▶ [Given problem]: Write out the items starting at the beginning of the list and ending at the line that contains "[0,0,400,48]", substituting "teepee" for "tipi" and keeping all else the same. Omit the pictures from your answer.

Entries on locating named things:

□ □ □

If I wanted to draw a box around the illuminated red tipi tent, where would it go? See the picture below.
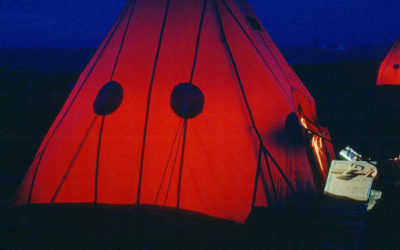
[376,36,400,85]
[14,0,332,222]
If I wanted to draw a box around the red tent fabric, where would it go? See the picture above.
[15,0,334,222]
[376,36,400,85]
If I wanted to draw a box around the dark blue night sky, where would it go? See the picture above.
[0,0,400,48]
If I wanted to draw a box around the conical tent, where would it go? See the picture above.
[15,0,329,222]
[376,36,400,85]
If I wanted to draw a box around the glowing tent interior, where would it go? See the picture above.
[14,0,334,222]
[376,36,400,85]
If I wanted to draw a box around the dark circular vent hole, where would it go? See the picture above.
[93,81,123,115]
[170,83,204,119]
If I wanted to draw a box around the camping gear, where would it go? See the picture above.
[14,0,334,222]
[376,36,400,85]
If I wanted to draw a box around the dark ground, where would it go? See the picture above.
[0,48,400,249]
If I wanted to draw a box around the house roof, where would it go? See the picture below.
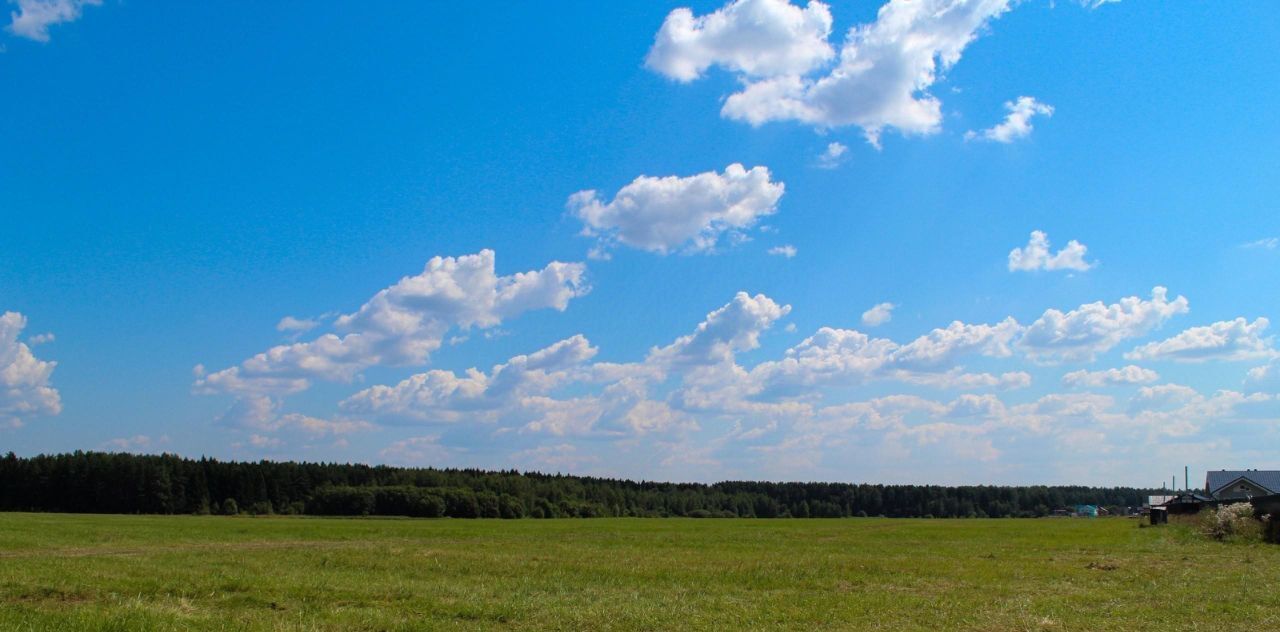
[1204,470,1280,493]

□ □ □

▶ [Response below]:
If I wanted to draw a box around the illuminated red teepee tent, where would it go? See the picture below.
[376,36,400,85]
[14,0,332,222]
If I wanted to draw a box around the red tent fabric, where would it go? See the picture above.
[15,0,334,222]
[376,36,400,85]
If I wanted to draw a box around the dark blue night sky, where would it go? See the picture above.
[0,0,400,48]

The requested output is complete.